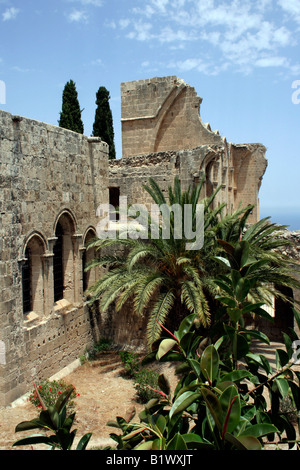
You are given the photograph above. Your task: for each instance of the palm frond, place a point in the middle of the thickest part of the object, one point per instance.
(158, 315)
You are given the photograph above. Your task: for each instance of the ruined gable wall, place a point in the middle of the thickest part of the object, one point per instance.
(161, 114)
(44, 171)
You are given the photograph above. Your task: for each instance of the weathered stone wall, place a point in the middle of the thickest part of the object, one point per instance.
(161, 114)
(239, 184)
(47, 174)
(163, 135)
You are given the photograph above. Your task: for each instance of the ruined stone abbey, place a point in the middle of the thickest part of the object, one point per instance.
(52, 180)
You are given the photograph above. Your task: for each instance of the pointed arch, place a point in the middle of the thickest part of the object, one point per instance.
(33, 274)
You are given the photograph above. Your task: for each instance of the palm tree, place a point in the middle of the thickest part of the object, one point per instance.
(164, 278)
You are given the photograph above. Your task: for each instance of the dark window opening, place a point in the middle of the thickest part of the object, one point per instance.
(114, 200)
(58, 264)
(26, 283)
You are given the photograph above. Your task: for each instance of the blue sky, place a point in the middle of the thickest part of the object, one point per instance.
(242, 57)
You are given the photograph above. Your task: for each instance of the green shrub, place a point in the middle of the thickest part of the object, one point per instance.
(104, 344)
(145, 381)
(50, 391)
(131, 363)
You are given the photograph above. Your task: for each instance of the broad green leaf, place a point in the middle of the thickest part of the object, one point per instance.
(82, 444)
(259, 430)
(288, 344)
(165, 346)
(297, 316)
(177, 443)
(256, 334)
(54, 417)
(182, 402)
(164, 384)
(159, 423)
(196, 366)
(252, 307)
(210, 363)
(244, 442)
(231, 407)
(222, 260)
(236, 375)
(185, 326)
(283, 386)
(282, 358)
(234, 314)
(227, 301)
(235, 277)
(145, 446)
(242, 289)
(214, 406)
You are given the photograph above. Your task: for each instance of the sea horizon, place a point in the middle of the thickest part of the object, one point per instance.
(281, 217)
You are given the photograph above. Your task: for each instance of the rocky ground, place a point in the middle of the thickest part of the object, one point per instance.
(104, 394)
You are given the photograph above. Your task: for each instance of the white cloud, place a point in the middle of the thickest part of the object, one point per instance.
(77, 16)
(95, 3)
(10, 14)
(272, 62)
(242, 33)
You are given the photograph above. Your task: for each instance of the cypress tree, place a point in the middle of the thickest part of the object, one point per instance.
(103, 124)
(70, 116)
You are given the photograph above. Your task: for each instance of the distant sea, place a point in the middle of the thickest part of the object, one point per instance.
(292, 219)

■ ■ ■ ■

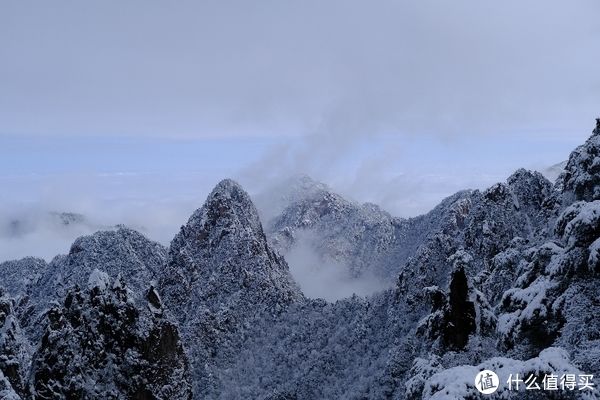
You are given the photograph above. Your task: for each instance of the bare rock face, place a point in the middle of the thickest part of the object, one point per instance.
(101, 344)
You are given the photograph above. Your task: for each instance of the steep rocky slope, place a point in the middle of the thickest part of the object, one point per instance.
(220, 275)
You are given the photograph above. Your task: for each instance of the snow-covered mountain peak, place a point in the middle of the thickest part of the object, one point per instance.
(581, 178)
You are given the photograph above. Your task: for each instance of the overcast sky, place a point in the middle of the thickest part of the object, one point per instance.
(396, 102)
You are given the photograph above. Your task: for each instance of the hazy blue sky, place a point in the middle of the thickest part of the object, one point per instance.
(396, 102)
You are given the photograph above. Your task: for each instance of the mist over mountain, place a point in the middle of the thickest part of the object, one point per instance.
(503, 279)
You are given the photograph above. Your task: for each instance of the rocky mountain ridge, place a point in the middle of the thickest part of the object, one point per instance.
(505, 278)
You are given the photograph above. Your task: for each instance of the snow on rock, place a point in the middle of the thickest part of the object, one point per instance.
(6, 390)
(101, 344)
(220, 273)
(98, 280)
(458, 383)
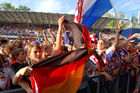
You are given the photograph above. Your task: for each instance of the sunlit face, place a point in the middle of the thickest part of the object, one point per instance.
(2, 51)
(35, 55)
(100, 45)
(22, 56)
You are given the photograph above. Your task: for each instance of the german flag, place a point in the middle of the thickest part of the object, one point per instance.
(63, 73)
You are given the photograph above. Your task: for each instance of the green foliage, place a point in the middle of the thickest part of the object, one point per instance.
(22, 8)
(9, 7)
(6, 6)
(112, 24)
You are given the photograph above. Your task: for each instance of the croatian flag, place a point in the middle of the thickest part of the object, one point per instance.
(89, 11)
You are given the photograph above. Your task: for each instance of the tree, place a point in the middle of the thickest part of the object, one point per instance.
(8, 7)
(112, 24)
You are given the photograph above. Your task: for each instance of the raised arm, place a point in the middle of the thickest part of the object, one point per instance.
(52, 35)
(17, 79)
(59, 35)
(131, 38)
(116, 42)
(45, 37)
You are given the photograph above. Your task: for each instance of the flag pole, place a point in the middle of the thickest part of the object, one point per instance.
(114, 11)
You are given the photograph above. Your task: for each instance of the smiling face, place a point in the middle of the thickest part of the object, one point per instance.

■ ■ ■ ■

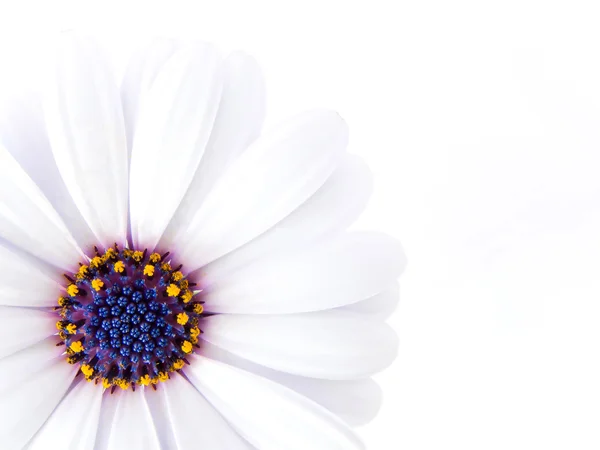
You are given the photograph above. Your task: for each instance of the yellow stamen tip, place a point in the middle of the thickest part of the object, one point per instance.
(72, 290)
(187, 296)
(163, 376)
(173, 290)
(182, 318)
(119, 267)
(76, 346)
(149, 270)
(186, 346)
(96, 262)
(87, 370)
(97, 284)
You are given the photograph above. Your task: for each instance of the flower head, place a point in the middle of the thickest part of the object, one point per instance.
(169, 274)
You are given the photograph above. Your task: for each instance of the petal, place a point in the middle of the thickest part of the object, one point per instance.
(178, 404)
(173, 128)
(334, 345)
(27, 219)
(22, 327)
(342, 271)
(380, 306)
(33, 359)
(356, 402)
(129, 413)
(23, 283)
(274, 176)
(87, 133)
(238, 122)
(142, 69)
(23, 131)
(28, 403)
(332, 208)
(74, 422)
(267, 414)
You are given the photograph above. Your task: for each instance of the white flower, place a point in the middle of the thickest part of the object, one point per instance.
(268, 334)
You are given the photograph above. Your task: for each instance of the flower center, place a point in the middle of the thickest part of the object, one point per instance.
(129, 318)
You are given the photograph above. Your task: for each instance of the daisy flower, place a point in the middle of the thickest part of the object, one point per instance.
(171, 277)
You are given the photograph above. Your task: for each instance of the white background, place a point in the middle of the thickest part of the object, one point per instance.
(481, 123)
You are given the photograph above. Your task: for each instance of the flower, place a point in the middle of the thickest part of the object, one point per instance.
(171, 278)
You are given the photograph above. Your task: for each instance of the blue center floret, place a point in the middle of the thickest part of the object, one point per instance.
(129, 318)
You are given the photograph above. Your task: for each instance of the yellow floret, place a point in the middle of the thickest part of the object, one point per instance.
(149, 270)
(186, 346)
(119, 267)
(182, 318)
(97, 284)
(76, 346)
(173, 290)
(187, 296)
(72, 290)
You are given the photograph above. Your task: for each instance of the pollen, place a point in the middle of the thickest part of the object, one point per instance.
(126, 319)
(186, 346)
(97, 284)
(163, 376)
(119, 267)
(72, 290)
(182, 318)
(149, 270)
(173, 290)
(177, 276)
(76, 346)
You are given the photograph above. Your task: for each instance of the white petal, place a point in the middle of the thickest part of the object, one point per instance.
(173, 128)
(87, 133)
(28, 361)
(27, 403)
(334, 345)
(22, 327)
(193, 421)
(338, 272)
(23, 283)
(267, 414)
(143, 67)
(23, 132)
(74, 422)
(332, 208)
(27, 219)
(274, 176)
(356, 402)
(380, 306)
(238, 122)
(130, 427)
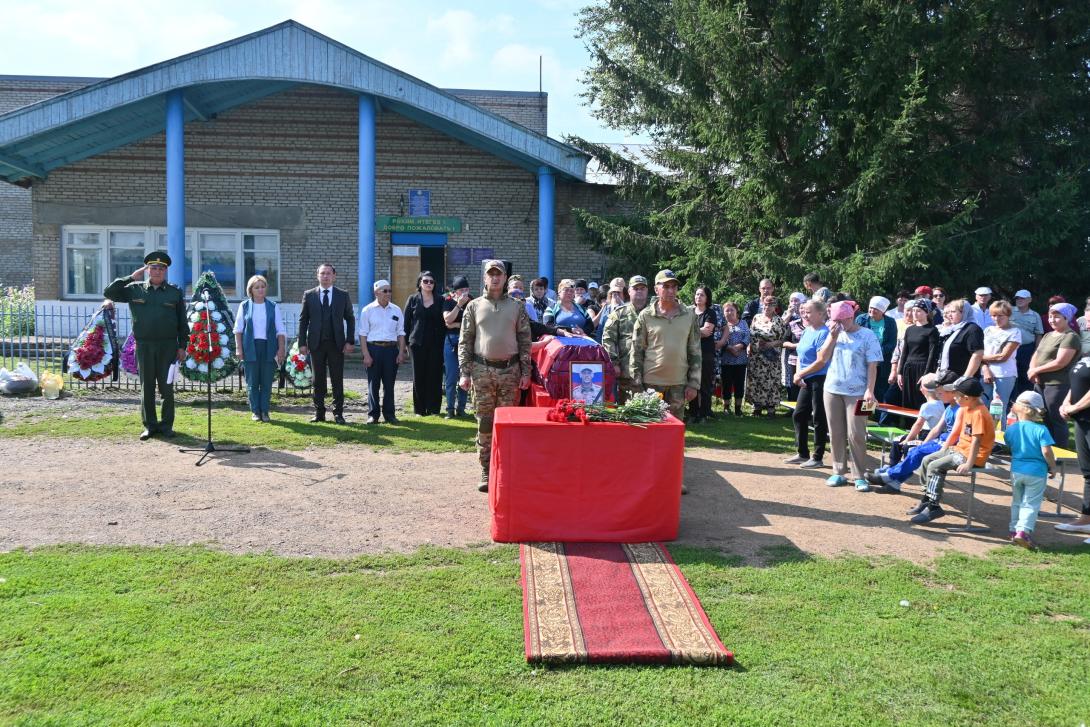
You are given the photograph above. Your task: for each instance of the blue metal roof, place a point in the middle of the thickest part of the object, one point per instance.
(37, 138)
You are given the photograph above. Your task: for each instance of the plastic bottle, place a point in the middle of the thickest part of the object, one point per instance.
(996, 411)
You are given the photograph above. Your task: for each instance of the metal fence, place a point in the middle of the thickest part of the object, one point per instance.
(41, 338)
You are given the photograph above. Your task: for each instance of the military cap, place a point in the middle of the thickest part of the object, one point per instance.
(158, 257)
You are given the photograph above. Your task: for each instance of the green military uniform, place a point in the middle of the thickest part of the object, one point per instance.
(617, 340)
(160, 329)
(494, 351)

■ ■ ■ ■

## What needs to be done
Copy out, in full, every row above that contains the string "roof", matching its capitalization exactly.

## Completed task
You are given the photograph above. Your task: for each instance of the blue metal roof, place a point in the middle of the thickest part of the object, one point per instance.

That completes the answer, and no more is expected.